Location annotation dataset excerpts
[Begin]

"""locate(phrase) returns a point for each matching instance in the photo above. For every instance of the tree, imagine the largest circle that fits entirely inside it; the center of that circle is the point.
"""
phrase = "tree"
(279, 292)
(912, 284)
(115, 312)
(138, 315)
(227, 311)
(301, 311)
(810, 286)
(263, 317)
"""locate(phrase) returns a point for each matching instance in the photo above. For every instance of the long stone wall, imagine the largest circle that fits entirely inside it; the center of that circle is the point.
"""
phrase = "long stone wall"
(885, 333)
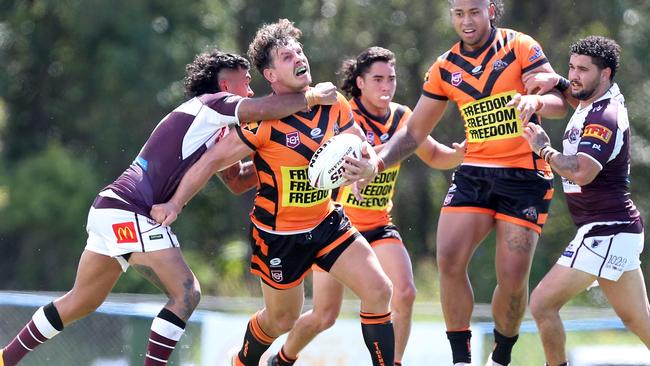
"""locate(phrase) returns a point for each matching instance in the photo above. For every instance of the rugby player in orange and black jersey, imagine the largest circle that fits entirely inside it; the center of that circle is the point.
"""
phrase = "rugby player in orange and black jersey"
(370, 79)
(501, 183)
(293, 225)
(121, 232)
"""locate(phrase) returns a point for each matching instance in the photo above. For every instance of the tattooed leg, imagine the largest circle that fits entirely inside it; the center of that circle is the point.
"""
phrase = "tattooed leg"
(515, 248)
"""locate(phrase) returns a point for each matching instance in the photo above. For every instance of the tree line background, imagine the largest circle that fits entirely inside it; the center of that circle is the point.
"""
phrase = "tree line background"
(83, 83)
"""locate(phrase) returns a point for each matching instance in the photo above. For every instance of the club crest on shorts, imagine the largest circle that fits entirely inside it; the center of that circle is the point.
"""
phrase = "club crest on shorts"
(531, 214)
(456, 78)
(276, 274)
(448, 199)
(293, 139)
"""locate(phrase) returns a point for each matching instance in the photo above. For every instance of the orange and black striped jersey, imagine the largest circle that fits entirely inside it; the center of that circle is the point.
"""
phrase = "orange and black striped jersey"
(481, 83)
(374, 211)
(285, 202)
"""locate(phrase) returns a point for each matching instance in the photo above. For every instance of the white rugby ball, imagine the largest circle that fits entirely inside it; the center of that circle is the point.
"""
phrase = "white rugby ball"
(326, 165)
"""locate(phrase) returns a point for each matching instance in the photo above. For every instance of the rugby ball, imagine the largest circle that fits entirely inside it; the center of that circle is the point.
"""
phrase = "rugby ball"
(326, 165)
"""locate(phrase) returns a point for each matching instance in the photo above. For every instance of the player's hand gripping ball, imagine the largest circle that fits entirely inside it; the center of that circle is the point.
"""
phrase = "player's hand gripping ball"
(326, 165)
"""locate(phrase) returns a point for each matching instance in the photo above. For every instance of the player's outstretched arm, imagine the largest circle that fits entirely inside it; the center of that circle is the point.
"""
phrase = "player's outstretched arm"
(544, 82)
(550, 104)
(579, 169)
(279, 106)
(440, 156)
(240, 177)
(224, 153)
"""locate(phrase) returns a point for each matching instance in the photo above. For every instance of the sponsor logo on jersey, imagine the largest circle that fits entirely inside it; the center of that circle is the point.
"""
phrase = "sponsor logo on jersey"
(370, 136)
(316, 132)
(538, 53)
(125, 232)
(490, 118)
(573, 135)
(293, 139)
(377, 194)
(296, 190)
(598, 131)
(456, 78)
(499, 65)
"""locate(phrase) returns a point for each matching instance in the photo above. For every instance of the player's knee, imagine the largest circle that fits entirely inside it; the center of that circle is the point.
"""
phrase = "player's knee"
(194, 295)
(539, 306)
(284, 322)
(449, 264)
(327, 320)
(404, 297)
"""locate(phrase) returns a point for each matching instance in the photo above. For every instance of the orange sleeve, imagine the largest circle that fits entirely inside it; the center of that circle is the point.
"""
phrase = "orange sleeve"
(347, 118)
(433, 83)
(529, 53)
(254, 134)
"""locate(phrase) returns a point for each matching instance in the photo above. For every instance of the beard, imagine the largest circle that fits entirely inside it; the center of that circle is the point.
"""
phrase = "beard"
(584, 94)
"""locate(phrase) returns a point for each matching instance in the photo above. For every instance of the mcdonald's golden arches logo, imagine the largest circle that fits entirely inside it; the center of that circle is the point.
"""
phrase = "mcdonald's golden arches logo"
(125, 232)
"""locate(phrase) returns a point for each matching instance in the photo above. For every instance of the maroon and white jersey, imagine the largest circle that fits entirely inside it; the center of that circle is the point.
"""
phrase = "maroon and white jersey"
(178, 141)
(601, 131)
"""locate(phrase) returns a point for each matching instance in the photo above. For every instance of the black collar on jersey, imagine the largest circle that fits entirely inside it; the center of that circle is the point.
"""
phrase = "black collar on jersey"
(363, 109)
(475, 54)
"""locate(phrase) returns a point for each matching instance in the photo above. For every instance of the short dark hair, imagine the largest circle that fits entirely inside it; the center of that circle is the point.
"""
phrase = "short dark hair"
(268, 37)
(202, 75)
(604, 52)
(499, 11)
(353, 67)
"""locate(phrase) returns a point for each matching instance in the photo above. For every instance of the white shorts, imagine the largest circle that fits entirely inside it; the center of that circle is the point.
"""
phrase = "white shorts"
(599, 249)
(114, 233)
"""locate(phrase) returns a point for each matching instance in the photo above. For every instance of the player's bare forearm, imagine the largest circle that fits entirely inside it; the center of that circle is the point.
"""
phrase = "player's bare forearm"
(240, 177)
(554, 105)
(279, 106)
(440, 156)
(398, 148)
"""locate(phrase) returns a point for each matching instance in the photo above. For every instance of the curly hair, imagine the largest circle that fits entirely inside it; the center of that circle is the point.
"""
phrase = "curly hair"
(499, 11)
(351, 68)
(267, 38)
(604, 52)
(202, 75)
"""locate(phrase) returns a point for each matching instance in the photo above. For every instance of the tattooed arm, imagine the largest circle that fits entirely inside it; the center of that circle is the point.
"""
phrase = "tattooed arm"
(240, 177)
(579, 169)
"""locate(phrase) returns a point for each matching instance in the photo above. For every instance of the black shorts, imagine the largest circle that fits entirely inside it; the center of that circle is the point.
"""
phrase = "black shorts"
(520, 196)
(382, 235)
(282, 261)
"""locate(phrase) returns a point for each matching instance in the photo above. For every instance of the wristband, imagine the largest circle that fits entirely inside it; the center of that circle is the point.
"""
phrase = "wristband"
(547, 153)
(380, 165)
(562, 84)
(312, 98)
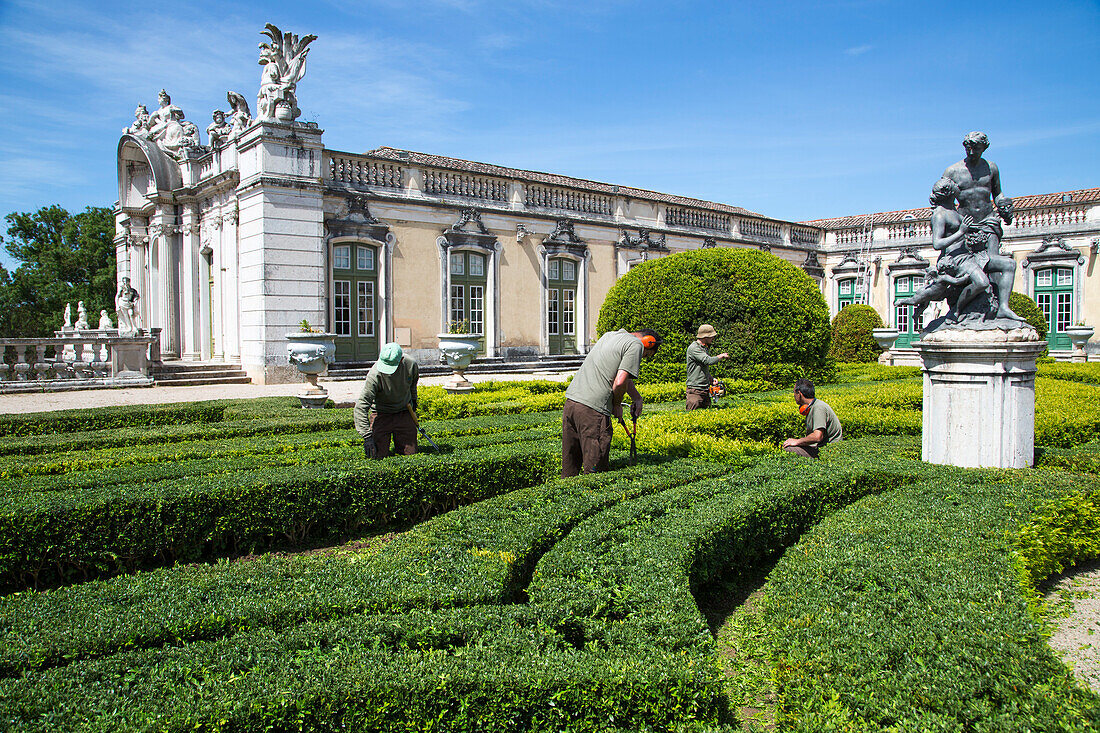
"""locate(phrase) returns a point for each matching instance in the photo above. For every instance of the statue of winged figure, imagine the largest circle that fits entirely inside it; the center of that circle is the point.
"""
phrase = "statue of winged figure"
(284, 62)
(241, 117)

[End]

GOAL
Scale the part of the listing that opens with the line containing "the player's bare" and runs through the end of the listing, both ends included. Write out only those lines, requests and all, with each point coordinate multiplied by 1.1 and rounded to a whole number (halves up), and leave out the pictures.

SOLUTION TO THE EXERCISE
"""locate(phrase) returns a point for each matching instance in the photo above. For every instance of the player's bare forearm, imagine the largest circle that fits entirely inside it; the center of that circle is the point.
"""
phrase = "player's bare forearm"
(264, 195)
(609, 116)
(307, 117)
(484, 172)
(438, 163)
"""locate(phrase) returns a point for each matching instance in the photo above. For every instance of the curly hair, imagine the largest circle that fits entirely inside it; the center of that circle is the point.
"""
phrase = "curly hair"
(549, 12)
(386, 75)
(294, 42)
(664, 57)
(222, 83)
"""locate(phrase) returns a point for each matching instance in the photo above. For every instance of the tattooed arm, imagine the largest circle that fits entirely inside it; the center of that circle is the point.
"""
phrase = "tattooed arm"
(264, 195)
(637, 186)
"""locate(phrase) returns a point for each matching instance in the photo above. For every instance of the black shorts, imagine the largest circle that fits entirely inside it; the center of that circle is the point.
"""
phrase = "black shorts"
(572, 216)
(420, 259)
(310, 287)
"""locate(phrase) returns a point for each matching instance in the photo above. For every instance of the wristband, imagine the largest circle that fits entirely inside it; the center of that circle is the point.
"""
phrase = "wristband"
(602, 168)
(418, 182)
(618, 92)
(343, 108)
"""locate(phrase) returns a point for each matching instance in the photo above. For every instance of the statue of winged figure, imagine the largest circle that fits entirely inside it; the center of that circle is the point.
"""
phrase = "statue of winged figure"
(312, 68)
(265, 129)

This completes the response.